**問題:** 「Note: point to every instance of the bird's claw」を含む行で始まり「x=272, y=182」を含む行で終わる部分だけを、「bare branch」を「dead branch」に置き換え、ほかはそのままにして書き直せ。

**位置特定の項目:**
= = = = = = =

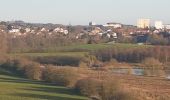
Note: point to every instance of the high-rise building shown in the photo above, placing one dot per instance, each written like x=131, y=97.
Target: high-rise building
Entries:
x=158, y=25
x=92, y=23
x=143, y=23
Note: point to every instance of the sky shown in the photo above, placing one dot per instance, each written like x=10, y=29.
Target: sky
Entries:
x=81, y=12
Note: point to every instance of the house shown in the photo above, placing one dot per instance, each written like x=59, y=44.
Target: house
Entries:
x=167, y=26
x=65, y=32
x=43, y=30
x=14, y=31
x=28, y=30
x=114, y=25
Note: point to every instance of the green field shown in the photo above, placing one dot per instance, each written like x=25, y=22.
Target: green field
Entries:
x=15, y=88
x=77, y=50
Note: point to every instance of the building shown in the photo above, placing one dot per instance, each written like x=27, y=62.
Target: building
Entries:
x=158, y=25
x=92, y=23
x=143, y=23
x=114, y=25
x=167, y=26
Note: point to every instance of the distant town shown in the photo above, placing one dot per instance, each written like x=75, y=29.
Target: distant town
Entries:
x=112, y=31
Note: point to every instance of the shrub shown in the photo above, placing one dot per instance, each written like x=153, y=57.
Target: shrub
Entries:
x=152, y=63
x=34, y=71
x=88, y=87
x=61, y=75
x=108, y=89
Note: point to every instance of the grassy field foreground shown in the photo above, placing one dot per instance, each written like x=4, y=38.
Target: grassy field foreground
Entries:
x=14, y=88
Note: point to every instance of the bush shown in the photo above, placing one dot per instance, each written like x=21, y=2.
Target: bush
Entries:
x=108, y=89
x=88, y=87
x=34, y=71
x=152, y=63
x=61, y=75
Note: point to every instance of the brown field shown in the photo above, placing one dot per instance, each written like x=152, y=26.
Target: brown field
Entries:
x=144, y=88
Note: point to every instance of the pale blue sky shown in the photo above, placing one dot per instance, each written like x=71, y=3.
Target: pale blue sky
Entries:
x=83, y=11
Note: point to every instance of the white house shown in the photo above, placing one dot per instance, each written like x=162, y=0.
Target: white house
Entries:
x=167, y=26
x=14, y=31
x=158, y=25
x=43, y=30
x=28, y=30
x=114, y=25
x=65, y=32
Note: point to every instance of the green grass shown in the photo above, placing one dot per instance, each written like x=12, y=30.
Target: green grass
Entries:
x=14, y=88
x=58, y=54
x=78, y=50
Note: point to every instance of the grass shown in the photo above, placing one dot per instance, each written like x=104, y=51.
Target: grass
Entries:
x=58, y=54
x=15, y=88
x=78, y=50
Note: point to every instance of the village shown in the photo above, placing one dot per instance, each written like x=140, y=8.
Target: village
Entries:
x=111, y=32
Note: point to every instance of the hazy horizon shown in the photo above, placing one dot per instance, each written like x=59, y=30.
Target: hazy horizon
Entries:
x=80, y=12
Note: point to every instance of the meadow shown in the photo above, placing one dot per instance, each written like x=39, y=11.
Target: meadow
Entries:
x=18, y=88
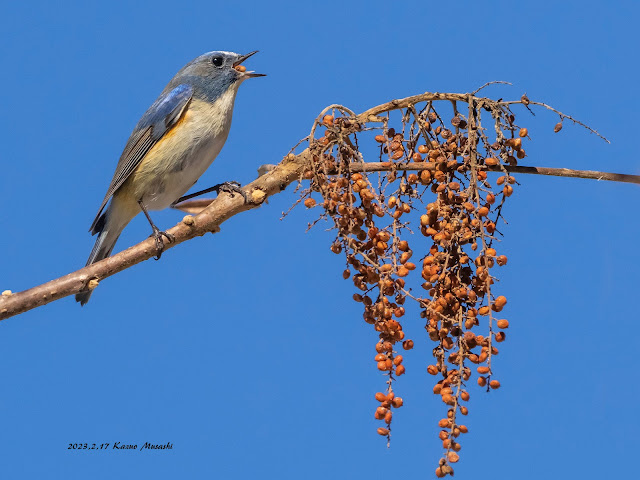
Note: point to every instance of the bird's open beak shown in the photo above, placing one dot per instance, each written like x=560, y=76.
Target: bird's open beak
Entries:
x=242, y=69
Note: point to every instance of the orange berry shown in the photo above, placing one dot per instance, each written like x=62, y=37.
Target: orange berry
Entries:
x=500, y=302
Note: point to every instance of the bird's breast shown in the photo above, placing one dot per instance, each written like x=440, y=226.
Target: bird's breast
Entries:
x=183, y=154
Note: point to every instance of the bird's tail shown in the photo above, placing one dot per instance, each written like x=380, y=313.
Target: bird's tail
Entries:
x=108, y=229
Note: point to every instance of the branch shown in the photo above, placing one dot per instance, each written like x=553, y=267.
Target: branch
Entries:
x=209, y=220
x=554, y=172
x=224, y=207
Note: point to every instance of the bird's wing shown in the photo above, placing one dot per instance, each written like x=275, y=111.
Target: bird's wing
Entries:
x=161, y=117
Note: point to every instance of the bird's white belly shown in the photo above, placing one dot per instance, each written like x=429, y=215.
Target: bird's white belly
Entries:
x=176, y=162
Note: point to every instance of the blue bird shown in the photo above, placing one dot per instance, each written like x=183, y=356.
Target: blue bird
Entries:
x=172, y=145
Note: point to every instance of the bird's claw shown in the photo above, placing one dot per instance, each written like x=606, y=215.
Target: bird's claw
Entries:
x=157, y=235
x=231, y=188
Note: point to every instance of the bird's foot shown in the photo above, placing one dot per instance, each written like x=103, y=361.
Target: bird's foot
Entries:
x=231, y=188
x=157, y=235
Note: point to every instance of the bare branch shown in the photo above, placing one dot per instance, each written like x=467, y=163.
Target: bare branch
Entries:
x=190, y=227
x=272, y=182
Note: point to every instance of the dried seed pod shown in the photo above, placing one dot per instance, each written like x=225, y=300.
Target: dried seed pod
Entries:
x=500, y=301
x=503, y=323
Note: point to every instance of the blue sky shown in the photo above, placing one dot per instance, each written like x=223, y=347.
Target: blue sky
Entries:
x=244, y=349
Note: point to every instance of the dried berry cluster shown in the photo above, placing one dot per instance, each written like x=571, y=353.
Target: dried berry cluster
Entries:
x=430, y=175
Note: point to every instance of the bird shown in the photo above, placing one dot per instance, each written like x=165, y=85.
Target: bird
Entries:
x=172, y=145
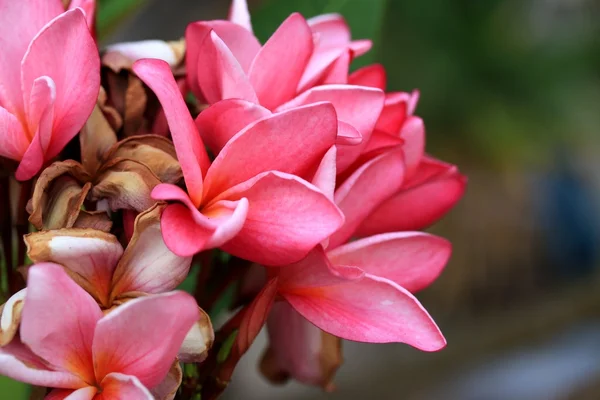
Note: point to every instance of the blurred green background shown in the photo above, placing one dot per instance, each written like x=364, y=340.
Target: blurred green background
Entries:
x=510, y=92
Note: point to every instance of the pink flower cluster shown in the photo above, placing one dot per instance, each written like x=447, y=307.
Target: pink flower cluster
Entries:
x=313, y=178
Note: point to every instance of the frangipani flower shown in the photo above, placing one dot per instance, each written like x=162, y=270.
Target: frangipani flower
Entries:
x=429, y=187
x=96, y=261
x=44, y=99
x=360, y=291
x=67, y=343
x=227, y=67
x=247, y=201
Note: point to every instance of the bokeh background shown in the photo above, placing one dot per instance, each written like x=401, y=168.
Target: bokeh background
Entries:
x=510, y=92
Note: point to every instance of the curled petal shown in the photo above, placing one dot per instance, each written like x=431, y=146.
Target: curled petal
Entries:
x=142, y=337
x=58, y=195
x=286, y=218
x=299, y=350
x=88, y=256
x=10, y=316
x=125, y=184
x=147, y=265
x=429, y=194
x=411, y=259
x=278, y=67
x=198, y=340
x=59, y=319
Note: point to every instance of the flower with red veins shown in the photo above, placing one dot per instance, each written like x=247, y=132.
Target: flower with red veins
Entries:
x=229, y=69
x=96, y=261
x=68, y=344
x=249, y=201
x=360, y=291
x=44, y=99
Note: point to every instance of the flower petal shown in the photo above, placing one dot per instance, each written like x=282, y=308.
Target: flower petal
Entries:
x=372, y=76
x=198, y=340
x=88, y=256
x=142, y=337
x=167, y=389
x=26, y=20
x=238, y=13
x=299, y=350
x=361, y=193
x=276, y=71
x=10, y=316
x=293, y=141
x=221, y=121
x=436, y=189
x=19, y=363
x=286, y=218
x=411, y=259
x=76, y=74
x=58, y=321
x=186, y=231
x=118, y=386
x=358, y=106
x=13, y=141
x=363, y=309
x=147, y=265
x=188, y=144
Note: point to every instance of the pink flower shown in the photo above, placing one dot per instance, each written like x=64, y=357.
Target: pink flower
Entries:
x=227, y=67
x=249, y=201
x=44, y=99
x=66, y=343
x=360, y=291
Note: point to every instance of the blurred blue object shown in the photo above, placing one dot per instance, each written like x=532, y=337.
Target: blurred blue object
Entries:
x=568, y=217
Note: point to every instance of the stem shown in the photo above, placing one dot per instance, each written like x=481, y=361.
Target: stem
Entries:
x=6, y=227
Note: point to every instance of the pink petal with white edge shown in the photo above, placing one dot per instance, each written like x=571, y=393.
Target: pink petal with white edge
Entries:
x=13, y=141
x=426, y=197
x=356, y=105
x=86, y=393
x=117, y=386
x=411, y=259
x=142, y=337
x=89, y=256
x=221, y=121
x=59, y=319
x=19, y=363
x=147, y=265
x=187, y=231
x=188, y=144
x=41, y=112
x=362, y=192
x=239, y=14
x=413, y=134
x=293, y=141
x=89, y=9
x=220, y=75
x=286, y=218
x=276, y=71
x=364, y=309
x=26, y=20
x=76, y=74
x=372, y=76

= = = = = = =

**最終解答:**
Note: point to every instance of the bird's claw shown in the photo above, placing one dot per instance, each written like x=606, y=215.
Target: bird's claw
Entries:
x=157, y=235
x=231, y=188
Note: point to every instance of the bird's foot shown in the photo above, placing one dot per instance, each written like x=103, y=361.
Target: bird's foot
Entries:
x=231, y=188
x=157, y=235
Note: point to every instance of the dead branch shown in the photo above, placing one dot per instance, each written like x=467, y=163.
Target: dead branch
Entries:
x=190, y=227
x=272, y=182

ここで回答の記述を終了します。